Written request:
Edit the entries below by changing "filled" to "shaded" wherever it appears, and keep everything else the same.
╭─ The records
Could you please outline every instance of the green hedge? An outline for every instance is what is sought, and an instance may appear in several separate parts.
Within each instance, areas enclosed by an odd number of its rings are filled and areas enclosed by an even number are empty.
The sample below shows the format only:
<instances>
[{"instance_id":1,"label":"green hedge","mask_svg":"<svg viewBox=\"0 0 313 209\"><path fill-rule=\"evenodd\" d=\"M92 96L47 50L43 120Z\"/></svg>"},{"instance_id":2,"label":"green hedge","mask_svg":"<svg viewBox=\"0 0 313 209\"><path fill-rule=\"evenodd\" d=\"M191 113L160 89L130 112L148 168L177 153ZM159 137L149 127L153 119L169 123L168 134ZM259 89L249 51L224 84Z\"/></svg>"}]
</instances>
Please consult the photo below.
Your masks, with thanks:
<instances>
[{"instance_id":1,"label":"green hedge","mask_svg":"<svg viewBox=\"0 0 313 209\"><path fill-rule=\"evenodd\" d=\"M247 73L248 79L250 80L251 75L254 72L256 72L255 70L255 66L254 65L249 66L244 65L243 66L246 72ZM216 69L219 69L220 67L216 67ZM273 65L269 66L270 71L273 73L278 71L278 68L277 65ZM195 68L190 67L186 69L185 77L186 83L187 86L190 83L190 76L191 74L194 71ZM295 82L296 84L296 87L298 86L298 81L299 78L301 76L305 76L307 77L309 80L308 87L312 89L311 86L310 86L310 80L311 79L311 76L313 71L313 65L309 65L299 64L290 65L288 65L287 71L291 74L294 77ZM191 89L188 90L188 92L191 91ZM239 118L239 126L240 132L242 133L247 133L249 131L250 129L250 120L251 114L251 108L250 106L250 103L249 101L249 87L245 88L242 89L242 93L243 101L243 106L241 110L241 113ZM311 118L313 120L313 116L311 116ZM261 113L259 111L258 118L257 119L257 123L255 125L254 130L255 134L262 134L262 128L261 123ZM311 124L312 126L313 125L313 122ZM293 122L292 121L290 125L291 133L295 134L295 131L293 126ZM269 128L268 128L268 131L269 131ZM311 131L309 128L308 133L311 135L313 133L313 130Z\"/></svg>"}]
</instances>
╰─
Solved exercise:
Could you please outline every instance of the green hedge? An outline for every instance is what is sought, and an instance may appear in several separate parts.
Within each instance, areas enclosed by an odd number of its rings are shaded and areas enclosed by an even number are empty.
The sample below shows the format only:
<instances>
[{"instance_id":1,"label":"green hedge","mask_svg":"<svg viewBox=\"0 0 313 209\"><path fill-rule=\"evenodd\" d=\"M92 96L47 50L43 120Z\"/></svg>"},{"instance_id":2,"label":"green hedge","mask_svg":"<svg viewBox=\"0 0 313 209\"><path fill-rule=\"evenodd\" d=\"M191 113L160 89L130 112L148 168L177 153ZM159 137L149 127L153 119L169 123L168 134ZM259 89L249 51L224 84Z\"/></svg>"}]
</instances>
Please consult the photo below.
Your masks, with thanks:
<instances>
[{"instance_id":1,"label":"green hedge","mask_svg":"<svg viewBox=\"0 0 313 209\"><path fill-rule=\"evenodd\" d=\"M247 73L248 79L250 80L251 75L254 72L256 72L255 70L255 66L254 65L249 66L244 65L243 66L246 72ZM216 69L219 69L220 67L216 67ZM273 65L269 66L270 71L273 73L278 71L278 68L277 65ZM195 68L190 67L186 69L185 77L186 83L187 86L190 83L190 76L191 74L194 71ZM295 82L296 84L296 87L298 86L298 81L299 78L301 76L305 76L307 77L309 80L308 87L312 89L311 86L310 86L310 80L311 79L311 76L313 71L313 65L309 65L299 64L290 65L288 65L287 71L291 74L294 77ZM191 89L188 90L188 92L191 91ZM239 118L239 126L240 132L242 133L247 133L249 131L250 129L250 120L251 114L251 108L250 106L250 103L249 101L249 87L245 88L242 89L242 93L243 101L243 106L241 110L241 113ZM311 118L313 120L313 116L311 116ZM261 113L259 111L258 118L257 119L257 123L255 125L254 130L255 134L262 134L262 128L261 123ZM311 124L312 126L313 125L313 122ZM293 122L292 121L290 125L291 133L295 134L295 131L293 126ZM269 128L268 128L268 131L269 131ZM311 131L309 128L308 133L311 135L313 133L313 130Z\"/></svg>"}]
</instances>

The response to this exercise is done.